**What is expected**
Copy nothing from the entries below except the lines from the one containing "This document presents" through the one containing "box: [0, 67, 26, 89]", and copy those exactly.

**Recorded information**
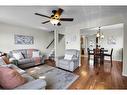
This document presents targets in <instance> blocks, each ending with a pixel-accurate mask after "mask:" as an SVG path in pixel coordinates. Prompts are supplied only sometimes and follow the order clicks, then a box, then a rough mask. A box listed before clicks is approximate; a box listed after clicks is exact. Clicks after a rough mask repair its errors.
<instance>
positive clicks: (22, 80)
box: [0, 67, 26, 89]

==

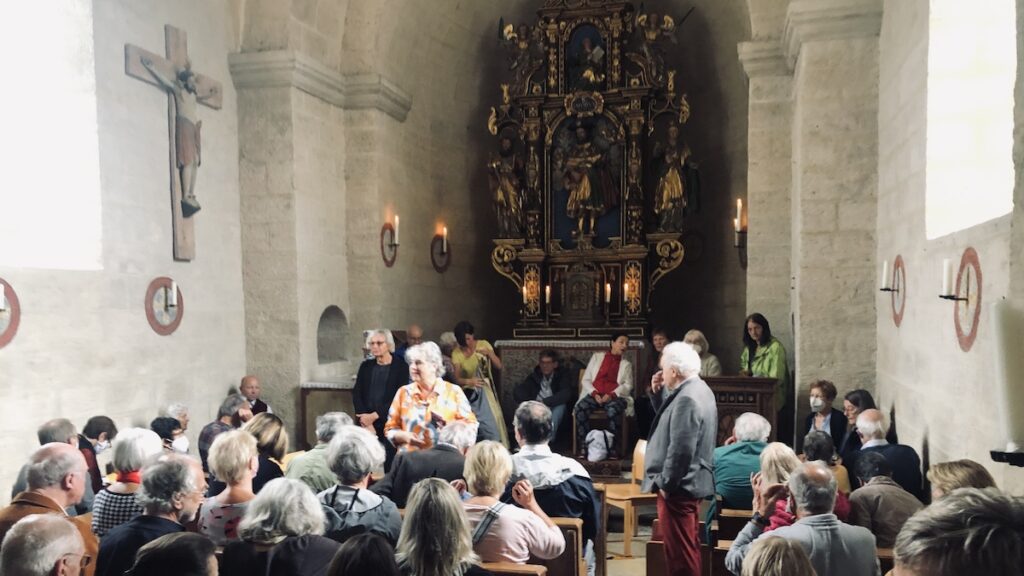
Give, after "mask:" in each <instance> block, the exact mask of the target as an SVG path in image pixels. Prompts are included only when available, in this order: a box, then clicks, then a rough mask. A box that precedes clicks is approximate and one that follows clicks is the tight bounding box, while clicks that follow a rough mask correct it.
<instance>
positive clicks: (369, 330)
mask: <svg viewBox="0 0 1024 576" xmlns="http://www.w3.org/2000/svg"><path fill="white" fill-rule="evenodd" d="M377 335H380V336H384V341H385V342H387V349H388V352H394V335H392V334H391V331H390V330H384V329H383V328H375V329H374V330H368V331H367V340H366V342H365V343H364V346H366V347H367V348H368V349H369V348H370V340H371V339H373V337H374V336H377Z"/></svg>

--

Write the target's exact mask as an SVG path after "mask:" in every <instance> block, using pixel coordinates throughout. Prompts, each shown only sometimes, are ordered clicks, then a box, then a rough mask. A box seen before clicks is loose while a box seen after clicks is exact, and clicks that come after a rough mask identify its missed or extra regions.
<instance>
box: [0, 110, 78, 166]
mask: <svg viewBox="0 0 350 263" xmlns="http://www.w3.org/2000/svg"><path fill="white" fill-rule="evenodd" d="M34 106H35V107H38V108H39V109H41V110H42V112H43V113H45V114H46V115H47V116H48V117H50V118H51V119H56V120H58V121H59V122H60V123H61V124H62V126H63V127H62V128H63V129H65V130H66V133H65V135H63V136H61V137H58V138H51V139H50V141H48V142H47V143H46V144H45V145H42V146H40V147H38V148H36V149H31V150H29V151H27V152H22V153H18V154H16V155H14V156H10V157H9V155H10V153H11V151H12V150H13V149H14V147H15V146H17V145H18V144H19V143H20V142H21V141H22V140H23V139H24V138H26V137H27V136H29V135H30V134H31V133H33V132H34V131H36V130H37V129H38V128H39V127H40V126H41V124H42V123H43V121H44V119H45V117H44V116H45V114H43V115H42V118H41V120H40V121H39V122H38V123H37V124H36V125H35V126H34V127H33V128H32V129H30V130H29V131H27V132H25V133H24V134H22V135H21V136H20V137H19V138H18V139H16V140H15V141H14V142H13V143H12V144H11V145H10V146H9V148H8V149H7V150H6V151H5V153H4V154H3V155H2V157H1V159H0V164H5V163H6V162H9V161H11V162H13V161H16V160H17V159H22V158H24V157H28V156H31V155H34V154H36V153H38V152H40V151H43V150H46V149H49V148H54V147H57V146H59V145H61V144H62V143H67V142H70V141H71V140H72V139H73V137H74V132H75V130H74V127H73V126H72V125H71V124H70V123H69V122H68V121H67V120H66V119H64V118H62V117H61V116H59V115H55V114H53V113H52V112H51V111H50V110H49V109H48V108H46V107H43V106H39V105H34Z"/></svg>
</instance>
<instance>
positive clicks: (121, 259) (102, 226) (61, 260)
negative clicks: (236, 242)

**Task output**
This document presents targets in <instance> blocks, each ending with a pixel-accurate mask after "mask:" as an SVG path in pixel coordinates. Prompts are supplied only sometimes and follow the order clicks, then a box, then a rough mask. A box listed before clicks is approximate; a box listed after clicks is exact. Clicks after a rough mask repair its errors.
<instance>
positive clicks: (22, 80)
box: [0, 67, 26, 89]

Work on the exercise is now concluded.